Look through the listing below, and wherever a line has the string "light", copy it.

### SUPPLIED RECORDS
┌──
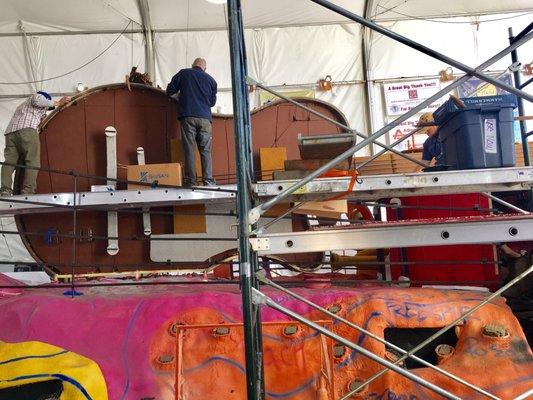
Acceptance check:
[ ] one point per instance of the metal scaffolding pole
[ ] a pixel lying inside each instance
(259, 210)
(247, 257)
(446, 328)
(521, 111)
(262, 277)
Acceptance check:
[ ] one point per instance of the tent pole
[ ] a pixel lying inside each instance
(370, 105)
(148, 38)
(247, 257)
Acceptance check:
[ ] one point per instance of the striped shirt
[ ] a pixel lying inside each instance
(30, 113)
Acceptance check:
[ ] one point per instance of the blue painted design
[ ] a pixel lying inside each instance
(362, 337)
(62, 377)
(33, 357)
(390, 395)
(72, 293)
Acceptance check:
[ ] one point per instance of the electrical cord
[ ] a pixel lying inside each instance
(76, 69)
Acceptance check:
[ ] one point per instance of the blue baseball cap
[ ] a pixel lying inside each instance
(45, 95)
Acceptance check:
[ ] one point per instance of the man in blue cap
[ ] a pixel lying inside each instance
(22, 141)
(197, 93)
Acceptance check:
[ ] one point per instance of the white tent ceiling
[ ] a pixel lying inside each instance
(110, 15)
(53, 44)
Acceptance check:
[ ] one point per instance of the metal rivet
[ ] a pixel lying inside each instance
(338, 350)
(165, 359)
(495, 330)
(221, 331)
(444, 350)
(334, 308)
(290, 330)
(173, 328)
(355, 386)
└──
┌──
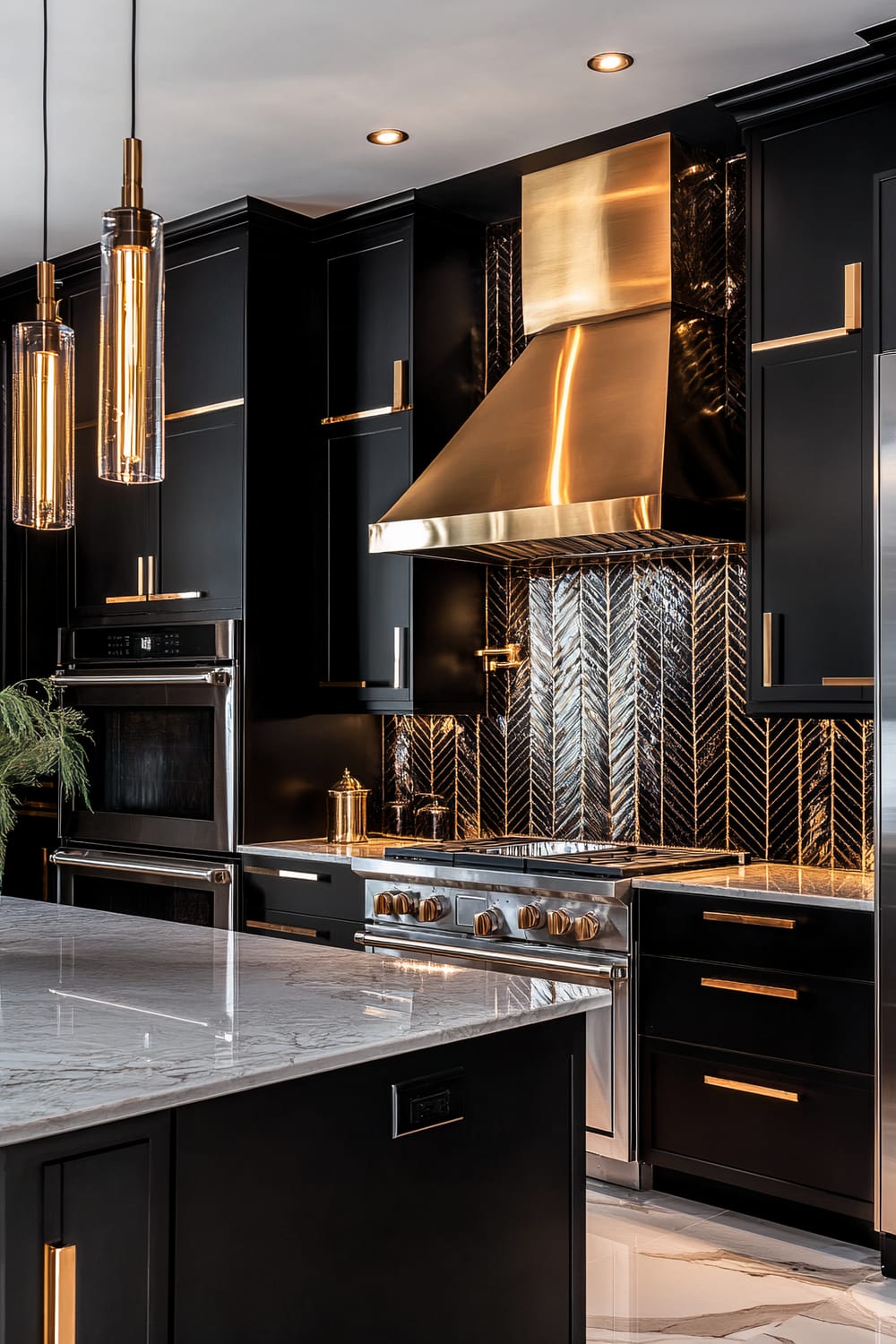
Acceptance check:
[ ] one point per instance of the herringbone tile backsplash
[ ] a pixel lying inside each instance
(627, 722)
└──
┌──
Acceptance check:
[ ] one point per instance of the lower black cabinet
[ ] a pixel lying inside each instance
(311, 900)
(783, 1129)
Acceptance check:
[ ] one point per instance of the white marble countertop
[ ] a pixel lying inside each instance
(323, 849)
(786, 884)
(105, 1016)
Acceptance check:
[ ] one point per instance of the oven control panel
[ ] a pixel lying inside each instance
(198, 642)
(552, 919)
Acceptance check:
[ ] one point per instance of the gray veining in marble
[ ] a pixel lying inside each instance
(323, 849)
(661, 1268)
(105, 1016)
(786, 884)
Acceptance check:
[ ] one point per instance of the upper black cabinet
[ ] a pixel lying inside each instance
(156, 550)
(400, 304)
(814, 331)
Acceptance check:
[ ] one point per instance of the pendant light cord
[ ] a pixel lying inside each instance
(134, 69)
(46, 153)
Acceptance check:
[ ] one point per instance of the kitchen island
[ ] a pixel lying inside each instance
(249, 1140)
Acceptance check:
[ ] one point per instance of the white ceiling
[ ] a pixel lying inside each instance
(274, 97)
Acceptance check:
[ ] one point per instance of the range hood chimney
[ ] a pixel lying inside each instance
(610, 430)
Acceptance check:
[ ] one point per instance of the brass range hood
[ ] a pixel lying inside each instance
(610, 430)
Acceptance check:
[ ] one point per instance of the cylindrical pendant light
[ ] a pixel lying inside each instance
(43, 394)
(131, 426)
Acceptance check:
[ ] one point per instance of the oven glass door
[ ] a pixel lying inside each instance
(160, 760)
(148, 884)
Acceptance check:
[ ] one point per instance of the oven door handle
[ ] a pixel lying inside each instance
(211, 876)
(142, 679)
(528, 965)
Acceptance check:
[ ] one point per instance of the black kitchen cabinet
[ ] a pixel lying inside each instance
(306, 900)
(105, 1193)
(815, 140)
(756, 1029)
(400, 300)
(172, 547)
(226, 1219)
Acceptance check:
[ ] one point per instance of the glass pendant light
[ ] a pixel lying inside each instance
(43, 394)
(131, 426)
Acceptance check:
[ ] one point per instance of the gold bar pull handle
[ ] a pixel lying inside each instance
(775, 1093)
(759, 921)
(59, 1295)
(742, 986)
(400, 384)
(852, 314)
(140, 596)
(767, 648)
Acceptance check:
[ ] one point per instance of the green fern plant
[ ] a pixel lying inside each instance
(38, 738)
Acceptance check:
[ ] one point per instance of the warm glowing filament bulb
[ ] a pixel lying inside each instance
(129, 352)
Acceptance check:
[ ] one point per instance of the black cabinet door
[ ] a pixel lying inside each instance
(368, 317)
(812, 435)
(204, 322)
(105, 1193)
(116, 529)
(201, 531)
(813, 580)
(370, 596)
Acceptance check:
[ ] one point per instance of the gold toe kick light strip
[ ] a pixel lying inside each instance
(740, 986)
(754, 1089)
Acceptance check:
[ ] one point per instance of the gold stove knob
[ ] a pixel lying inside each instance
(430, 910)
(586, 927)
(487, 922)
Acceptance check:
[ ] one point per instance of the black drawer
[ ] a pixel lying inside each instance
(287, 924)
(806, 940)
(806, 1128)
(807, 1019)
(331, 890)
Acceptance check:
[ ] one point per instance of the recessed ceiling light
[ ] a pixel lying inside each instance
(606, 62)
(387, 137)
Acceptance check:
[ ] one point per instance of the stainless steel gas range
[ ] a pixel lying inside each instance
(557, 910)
└──
### REPLY TO THE TASK
[ ] one point per instance of the pendant light cord
[ ] one point per instance of the cylindrical pendant light
[ ] one point per instance of the glass pendant light
[ ] one point per instance of the gold toe kick light strip
[ ] one point per instance of the recessed ceiling light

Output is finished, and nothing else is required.